Objective: Rescale the part below that opens with the line containing "Please find every ice serac" and closes with the line containing "[0, 29, 176, 34]" by writing those lines out again, requests included, with each box coordinate in the answers multiplied by 0.8 and rounded to a whole number, halves rounding up. Leave the pictures out.

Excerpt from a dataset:

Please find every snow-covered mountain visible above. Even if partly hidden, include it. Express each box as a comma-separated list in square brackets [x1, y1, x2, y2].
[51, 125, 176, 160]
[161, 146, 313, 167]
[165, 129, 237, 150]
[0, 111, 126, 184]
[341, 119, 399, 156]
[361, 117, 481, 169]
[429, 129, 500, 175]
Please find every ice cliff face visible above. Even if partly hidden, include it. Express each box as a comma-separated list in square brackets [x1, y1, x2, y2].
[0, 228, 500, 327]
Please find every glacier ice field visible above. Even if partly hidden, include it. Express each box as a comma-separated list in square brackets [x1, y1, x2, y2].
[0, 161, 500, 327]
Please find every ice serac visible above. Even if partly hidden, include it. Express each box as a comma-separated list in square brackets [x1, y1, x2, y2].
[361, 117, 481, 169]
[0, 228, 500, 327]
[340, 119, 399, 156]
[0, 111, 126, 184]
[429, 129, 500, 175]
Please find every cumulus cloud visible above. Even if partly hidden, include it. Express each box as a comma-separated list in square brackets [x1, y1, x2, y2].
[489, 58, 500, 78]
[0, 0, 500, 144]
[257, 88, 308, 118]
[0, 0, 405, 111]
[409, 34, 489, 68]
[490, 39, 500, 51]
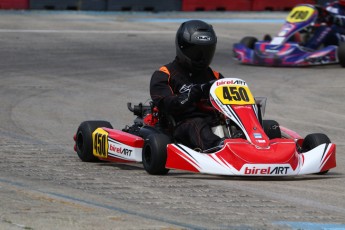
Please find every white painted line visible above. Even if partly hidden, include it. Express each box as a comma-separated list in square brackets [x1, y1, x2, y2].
[0, 29, 176, 34]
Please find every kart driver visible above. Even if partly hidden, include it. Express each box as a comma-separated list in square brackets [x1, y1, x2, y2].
[150, 20, 223, 151]
[306, 0, 345, 49]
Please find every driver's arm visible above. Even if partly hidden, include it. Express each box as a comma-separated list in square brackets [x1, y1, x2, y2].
[150, 71, 202, 113]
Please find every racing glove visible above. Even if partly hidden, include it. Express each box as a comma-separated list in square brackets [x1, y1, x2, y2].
[332, 15, 345, 26]
[188, 84, 203, 102]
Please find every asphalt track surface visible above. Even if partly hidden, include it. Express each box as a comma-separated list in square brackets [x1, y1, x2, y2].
[0, 12, 345, 230]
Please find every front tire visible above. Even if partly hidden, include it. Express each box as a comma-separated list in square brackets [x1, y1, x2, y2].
[75, 121, 113, 162]
[302, 133, 331, 174]
[240, 36, 258, 49]
[142, 133, 171, 175]
[338, 42, 345, 67]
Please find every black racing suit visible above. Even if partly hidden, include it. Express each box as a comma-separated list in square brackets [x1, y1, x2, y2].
[150, 59, 223, 150]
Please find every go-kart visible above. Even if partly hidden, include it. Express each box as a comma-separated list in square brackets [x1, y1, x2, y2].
[233, 4, 345, 67]
[74, 78, 336, 176]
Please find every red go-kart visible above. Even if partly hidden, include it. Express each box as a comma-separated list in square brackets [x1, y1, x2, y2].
[74, 78, 336, 176]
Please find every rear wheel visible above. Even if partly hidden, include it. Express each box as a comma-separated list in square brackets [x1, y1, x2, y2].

Solution:
Please find every ice serac visible above. Even if partly hidden, include it. Express each box as a comma-separated list in square brackets [x1, y1, x2, y2].
[289, 94, 385, 135]
[0, 182, 400, 262]
[272, 95, 319, 125]
[0, 89, 101, 147]
[343, 103, 400, 140]
Please find every cumulus cloud visible above. Even if partly hidden, include it. Express each box as a comma-separated list in square brackets [x1, y1, x2, y2].
[391, 46, 400, 62]
[0, 0, 400, 115]
[206, 70, 246, 94]
[0, 0, 324, 89]
[327, 27, 391, 54]
[392, 31, 400, 41]
Please find every white painted line visible above. Even if partly hidden, include it. Express each box as a comma-separated list in square brackets [x1, y1, x2, y2].
[0, 23, 141, 27]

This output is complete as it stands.